TRECHO SELECIONADO
Por Leonardo Cisneiros
Saiu no último número do Diário Oficial do Município um decreto regulamentando o instituto da ARRECADAÇÃO POR ABANDONO, um instrumento do Código Civil que permite ao Poder Público incorporar ao patrimônio público imóveis abandonados sem uso por seus proprietários e que não estejam cumprindo sua função social. Essa é uma demanda que nós, dos movimentos sociais, temos colocado junto com a discussão sobre imóveis subutilizados no Centro da Cidade e sobre a deterioração do patrimônio histórico. Esse instrumento pode ser uma arma importante para uma revitalização popular do Centro do Recife, promovendo moradia social nas áreas com mais infraestrutura e vários usos socialmente interessantes. No entanto, como tudo que essa gestão faz, a coisa vem às escondidas, de surpresa, sem um debate público.

REGISTROS EXTRAÍDOS
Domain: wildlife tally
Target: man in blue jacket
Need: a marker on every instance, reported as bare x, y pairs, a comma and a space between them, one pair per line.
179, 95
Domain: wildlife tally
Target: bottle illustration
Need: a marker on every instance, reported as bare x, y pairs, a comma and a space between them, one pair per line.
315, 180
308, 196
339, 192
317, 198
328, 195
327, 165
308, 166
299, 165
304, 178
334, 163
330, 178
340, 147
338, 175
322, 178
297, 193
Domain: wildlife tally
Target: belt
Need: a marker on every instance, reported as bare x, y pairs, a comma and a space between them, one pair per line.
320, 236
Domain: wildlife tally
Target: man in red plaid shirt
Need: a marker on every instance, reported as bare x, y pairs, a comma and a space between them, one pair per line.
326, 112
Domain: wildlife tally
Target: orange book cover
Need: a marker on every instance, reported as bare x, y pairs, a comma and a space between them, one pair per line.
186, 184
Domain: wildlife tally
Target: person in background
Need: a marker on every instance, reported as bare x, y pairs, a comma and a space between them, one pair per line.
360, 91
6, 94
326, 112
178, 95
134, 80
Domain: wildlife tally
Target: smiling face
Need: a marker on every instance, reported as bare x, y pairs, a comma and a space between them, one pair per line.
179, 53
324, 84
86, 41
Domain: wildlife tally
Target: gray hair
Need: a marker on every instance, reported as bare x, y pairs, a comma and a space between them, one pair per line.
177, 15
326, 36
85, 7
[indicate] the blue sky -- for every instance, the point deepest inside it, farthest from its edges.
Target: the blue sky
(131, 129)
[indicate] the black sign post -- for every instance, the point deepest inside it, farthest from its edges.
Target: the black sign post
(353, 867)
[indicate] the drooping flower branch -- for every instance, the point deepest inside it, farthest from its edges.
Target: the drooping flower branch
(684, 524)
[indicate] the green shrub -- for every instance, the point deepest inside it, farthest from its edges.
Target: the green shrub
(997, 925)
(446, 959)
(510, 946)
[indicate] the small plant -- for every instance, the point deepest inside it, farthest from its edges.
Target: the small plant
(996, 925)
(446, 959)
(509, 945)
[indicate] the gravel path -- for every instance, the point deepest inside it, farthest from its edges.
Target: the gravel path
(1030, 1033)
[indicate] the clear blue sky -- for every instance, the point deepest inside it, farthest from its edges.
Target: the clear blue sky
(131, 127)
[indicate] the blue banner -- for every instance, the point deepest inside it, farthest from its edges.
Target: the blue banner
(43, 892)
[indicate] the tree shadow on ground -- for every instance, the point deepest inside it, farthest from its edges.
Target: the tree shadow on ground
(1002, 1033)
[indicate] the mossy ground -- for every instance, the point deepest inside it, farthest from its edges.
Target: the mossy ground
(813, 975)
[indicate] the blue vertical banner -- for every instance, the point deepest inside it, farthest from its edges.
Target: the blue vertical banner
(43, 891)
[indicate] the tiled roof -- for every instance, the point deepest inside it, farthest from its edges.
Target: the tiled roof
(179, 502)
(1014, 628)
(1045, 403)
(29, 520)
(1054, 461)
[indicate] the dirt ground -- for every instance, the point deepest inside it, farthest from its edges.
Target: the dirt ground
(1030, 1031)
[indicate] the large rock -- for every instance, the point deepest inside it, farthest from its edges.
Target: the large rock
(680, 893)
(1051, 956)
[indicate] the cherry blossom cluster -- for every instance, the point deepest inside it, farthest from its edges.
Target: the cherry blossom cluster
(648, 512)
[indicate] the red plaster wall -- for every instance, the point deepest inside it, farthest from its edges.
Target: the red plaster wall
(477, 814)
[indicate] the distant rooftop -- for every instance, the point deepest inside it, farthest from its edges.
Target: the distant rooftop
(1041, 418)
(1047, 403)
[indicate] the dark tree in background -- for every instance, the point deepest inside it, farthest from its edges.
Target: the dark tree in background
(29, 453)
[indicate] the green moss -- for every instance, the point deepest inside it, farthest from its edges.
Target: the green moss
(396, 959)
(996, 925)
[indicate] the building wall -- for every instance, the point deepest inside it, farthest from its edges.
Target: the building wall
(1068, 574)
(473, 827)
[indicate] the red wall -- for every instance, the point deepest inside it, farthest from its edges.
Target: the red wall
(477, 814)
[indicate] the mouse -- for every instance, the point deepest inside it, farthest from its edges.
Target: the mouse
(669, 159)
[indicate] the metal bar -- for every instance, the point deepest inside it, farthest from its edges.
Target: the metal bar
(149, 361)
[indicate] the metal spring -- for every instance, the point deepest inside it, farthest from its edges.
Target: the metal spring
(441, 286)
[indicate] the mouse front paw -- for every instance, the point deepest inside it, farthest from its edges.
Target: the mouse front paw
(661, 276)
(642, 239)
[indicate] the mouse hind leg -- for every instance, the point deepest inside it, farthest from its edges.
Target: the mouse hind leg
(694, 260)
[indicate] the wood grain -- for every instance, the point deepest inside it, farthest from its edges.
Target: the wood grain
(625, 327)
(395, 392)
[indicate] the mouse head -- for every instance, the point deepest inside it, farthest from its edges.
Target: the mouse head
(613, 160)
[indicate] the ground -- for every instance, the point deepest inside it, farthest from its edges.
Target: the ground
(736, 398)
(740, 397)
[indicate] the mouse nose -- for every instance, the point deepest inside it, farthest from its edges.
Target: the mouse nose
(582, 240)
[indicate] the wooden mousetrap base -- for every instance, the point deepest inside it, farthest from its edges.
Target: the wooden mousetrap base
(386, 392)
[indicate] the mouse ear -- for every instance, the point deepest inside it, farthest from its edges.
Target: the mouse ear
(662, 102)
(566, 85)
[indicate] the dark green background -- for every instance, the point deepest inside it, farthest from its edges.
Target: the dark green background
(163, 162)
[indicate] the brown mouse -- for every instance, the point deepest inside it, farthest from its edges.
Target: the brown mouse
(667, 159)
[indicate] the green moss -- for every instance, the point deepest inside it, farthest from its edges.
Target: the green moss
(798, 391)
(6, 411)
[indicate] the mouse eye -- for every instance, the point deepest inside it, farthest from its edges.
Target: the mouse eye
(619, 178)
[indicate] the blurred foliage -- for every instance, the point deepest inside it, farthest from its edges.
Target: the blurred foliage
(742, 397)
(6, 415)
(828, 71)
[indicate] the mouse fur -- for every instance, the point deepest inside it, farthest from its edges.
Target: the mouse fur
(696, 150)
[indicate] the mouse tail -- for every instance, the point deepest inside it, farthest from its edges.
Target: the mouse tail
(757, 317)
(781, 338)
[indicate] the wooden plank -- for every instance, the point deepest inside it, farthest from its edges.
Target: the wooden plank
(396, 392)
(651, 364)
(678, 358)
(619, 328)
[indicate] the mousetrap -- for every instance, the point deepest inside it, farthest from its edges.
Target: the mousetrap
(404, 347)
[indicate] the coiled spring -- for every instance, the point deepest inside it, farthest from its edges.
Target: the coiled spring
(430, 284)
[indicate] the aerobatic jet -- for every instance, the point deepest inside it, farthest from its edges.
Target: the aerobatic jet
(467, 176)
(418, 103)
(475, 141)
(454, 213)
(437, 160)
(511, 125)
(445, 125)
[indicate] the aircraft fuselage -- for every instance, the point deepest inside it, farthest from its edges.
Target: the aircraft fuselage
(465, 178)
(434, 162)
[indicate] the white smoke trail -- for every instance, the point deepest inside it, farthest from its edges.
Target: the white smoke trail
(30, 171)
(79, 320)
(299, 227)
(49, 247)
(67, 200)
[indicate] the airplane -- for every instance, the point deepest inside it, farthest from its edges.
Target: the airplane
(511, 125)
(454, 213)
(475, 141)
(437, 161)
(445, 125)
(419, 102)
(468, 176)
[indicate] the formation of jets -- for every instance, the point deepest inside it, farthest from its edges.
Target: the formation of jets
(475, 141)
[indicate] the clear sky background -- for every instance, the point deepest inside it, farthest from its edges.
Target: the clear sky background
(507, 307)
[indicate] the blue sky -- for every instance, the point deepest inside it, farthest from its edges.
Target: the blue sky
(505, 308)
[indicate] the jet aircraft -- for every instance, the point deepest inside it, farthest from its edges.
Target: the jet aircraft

TAREFA DO EXERCÍCIO A
Responda com base no trecho selecionado:
(i) Em que publicação saiu o decreto?
(ii) De que código faz parte o instrumento regulamentado?
(iii) O Centro de que cidade poderia ter uma revitalização popular?
TAREFA DO EXERCÍCIO B
Por favor, liste todas as expressões com que o trecho selecionado descreve o modo como a gestão faz as coisas.
Os registros não têm relação com o trecho selecionado.

RESPOSTA DA TAREFA A
(i) No último número do Diário Oficial do Município.
(ii) Do Código Civil.
(iii) Do Recife.

RESPOSTA DA TAREFA B
às escondidas; de surpresa; sem um debate público